WHAT IS NEEDED: Please copy the material below word for word, from its first line through the line that contains "(0, 0), (581, 855)".

┏━━

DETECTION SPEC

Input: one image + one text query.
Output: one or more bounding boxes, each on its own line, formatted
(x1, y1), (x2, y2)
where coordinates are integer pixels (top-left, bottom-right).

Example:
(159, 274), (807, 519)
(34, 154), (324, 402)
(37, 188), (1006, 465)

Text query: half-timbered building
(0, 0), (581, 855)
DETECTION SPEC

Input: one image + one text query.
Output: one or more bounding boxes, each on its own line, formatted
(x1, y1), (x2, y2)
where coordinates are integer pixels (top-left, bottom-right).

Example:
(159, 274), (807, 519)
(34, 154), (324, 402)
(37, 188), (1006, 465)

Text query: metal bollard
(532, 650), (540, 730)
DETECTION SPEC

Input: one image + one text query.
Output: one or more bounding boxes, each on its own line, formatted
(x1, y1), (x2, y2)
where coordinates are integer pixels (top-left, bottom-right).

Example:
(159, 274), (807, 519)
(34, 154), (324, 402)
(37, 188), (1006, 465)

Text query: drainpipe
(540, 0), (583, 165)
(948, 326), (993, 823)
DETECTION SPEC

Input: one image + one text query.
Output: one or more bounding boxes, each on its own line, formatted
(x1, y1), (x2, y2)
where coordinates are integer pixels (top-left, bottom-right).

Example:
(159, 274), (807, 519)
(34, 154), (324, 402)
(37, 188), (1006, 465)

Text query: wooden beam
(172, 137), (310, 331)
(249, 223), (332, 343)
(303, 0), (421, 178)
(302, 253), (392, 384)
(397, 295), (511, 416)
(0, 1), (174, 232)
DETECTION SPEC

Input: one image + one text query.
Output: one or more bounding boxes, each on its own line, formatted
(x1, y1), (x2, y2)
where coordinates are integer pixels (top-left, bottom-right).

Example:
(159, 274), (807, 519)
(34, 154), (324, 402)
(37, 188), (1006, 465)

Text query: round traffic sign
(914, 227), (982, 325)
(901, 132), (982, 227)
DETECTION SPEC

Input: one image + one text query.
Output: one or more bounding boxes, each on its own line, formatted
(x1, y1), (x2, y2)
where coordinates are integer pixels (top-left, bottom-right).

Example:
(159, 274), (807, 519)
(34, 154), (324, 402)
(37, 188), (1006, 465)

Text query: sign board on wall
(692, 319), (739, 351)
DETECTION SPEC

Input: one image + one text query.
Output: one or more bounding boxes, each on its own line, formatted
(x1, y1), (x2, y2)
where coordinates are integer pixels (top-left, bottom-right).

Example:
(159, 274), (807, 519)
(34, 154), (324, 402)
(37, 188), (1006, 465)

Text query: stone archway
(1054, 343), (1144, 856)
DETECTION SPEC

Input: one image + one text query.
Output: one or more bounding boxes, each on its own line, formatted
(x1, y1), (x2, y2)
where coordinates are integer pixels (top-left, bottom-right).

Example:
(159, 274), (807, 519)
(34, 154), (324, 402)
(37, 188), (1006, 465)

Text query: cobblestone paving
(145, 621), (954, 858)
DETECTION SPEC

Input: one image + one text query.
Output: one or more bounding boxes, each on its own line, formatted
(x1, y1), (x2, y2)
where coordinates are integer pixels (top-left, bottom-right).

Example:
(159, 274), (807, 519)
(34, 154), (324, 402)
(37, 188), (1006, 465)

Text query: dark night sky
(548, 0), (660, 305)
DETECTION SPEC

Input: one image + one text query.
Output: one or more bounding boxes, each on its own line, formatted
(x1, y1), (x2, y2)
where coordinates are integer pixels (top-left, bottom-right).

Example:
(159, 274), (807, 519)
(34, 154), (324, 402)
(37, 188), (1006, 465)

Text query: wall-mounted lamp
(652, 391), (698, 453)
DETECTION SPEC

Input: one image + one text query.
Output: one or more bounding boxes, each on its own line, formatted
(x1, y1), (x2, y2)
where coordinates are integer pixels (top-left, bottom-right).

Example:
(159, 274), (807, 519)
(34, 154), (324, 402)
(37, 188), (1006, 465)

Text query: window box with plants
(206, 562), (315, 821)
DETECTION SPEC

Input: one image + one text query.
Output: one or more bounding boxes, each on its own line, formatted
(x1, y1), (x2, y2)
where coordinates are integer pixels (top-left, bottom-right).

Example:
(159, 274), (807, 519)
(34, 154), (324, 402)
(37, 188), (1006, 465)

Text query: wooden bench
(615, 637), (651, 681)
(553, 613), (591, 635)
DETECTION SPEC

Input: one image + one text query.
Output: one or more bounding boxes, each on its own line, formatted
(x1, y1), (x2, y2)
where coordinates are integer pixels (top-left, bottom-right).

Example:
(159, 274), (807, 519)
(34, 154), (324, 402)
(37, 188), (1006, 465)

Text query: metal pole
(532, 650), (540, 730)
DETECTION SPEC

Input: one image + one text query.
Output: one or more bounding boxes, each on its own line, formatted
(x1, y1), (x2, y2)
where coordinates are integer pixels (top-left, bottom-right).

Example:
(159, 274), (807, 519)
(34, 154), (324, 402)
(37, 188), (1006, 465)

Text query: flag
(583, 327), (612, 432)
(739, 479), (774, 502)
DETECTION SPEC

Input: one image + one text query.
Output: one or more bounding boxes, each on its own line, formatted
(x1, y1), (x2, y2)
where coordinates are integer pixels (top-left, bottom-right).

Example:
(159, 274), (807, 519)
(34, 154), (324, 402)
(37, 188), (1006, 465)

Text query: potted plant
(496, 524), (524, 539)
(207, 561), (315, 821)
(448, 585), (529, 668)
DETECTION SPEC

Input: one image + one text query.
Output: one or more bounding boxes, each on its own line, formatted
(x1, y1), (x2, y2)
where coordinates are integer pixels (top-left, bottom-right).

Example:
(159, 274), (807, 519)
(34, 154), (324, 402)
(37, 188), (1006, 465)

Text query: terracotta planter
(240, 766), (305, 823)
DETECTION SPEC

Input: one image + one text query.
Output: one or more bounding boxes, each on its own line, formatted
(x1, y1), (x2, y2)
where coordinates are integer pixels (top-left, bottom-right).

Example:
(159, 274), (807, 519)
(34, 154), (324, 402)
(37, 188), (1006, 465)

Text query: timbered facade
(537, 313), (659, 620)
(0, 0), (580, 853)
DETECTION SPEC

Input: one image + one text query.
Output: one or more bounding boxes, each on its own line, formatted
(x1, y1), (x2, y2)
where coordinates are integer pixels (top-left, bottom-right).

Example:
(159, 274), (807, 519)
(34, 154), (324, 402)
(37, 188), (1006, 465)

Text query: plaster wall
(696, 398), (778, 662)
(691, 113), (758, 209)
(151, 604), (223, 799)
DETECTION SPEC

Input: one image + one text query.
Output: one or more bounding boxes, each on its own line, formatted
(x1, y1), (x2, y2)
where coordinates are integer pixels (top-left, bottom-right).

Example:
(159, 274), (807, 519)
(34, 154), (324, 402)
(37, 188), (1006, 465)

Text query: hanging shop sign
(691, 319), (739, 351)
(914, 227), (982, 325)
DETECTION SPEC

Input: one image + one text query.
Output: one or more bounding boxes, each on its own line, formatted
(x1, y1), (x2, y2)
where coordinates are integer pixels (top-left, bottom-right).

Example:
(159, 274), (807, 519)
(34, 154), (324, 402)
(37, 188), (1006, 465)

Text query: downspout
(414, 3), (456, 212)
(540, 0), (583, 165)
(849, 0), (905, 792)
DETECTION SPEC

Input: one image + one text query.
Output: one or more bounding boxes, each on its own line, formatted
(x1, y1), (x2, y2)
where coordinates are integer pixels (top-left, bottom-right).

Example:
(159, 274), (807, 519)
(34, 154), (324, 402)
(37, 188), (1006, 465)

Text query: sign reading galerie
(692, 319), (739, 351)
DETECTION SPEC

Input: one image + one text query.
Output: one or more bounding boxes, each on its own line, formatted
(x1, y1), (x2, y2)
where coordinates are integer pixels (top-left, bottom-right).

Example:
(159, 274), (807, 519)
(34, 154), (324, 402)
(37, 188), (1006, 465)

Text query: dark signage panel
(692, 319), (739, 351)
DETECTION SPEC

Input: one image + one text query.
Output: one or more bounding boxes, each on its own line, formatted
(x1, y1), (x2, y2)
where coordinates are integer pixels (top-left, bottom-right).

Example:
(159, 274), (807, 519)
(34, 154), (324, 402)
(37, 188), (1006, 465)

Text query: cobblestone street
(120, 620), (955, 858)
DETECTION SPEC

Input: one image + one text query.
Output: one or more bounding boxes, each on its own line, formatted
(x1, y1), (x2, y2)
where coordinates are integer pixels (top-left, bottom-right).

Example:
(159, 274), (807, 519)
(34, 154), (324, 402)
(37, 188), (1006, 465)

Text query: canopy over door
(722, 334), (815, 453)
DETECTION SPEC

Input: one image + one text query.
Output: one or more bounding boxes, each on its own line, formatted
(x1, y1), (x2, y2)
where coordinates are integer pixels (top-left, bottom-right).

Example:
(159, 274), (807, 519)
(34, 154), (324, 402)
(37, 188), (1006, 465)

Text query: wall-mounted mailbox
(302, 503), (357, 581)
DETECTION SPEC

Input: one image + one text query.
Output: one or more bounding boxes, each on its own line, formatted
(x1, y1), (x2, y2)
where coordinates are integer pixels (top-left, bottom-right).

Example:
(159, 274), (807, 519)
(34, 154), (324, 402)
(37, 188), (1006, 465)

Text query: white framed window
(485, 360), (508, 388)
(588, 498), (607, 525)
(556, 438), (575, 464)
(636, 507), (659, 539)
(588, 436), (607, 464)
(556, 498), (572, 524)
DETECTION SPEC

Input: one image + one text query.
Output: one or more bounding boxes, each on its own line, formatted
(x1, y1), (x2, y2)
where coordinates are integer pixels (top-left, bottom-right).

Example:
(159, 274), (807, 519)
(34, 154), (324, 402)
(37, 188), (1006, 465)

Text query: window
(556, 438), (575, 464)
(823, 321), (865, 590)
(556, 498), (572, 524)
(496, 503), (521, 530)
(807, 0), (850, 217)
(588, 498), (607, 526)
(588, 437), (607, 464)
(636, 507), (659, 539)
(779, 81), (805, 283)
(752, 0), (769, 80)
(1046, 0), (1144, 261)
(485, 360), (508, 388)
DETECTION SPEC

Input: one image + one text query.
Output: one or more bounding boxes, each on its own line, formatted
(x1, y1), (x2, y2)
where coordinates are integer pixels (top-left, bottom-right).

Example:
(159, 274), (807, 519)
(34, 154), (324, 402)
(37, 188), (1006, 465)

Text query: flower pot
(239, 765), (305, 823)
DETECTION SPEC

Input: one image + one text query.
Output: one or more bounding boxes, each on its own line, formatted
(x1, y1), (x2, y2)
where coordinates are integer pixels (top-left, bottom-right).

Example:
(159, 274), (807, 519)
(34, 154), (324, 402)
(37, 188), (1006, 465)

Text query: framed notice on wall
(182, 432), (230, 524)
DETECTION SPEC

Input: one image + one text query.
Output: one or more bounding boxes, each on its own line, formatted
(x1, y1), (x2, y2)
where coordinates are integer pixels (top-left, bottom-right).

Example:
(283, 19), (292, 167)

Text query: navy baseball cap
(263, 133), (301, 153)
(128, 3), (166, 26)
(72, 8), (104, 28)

┗━━

THE SOLUTION:
DETECTION SPEC

Input: one image + one text query.
Output: one or more bounding boxes, each on its own line, formatted
(x1, y1), (x2, y2)
where coordinates are integer pixels (top-left, bottom-right).

Example:
(159, 274), (807, 519)
(34, 154), (324, 402)
(37, 188), (1006, 465)

Text query: half-timbered building
(0, 0), (581, 855)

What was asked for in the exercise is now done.